● **Source passage**:
Content starts
PhD theses in a nutshell

The right strips, new colonists and life after death.

More than 250 PhD students receive their PhDs at WUR every year. It is impossible to describe and summarize all these theses. In the column ‘PhD theses in a nutshell’ the selection of our science editors is briefly presented.

The right strips

Strip cropping increases yields and makes more efficient use of nutrients. But the effects are complex. The benefits depend a lot on which crops are grown in combination or in sequence, as research by Zishen Wang from China shows. He experimented with the grains maize and wheat and the nitrogen-fixing plants peas and broad beans. Maize is harvested relatively late, the other three crops early in the season. The harvest time is crucial. Combinations of early and late harvests give higher yields than a monoculture. That is because plants in sequential strip cropping are then better able to capture the available light. They spend more time in the sun and don’t get in each other’s way. Strip cropping with plants that grow at the same time leads to lower yields overall.
Content ends
[Spatial localization data]
Content starts
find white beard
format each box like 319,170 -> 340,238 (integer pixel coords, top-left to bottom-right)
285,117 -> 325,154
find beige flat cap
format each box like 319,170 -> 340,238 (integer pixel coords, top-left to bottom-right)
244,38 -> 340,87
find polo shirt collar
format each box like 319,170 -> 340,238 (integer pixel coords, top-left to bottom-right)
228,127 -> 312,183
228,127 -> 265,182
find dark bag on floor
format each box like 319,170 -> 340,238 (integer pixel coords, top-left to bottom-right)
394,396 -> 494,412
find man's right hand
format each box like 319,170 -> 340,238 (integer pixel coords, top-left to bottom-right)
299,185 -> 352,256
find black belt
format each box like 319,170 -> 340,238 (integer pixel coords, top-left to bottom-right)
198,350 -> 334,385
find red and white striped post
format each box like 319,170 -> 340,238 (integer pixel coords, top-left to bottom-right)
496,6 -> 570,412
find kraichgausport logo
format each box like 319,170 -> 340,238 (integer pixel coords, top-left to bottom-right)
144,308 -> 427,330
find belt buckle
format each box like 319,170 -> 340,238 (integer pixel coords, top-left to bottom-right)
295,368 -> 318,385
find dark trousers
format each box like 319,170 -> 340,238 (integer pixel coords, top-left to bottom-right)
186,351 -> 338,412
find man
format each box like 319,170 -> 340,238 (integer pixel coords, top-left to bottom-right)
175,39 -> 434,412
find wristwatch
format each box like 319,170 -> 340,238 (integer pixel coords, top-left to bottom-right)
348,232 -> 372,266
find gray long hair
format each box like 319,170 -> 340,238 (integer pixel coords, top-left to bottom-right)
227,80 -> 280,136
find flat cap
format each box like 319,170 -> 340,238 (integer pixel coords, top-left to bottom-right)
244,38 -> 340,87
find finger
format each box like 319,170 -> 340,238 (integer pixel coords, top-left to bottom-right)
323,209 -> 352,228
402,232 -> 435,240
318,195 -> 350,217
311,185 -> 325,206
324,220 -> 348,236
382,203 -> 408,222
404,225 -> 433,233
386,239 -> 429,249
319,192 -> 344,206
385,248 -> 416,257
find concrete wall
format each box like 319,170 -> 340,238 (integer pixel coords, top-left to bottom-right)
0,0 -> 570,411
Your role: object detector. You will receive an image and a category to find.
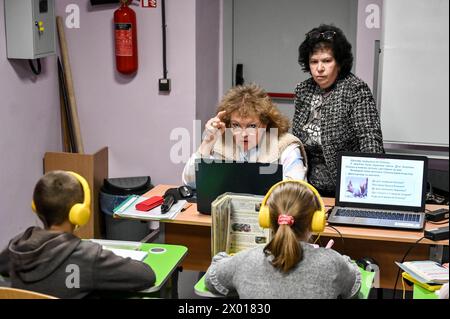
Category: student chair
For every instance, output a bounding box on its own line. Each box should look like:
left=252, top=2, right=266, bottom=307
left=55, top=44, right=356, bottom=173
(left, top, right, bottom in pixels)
left=0, top=287, right=58, bottom=299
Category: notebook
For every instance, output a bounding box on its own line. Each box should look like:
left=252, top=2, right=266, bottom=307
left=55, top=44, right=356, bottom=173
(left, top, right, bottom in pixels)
left=328, top=152, right=428, bottom=230
left=195, top=160, right=283, bottom=215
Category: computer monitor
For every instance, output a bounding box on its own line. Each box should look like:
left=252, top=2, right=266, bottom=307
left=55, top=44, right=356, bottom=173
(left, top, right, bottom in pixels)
left=195, top=160, right=283, bottom=215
Content ends
● **Work request**: In the PhD theses column, which of the four crops in Zishen Wang's experiments is harvested relatively late?

● **Response to the exercise**: Maize.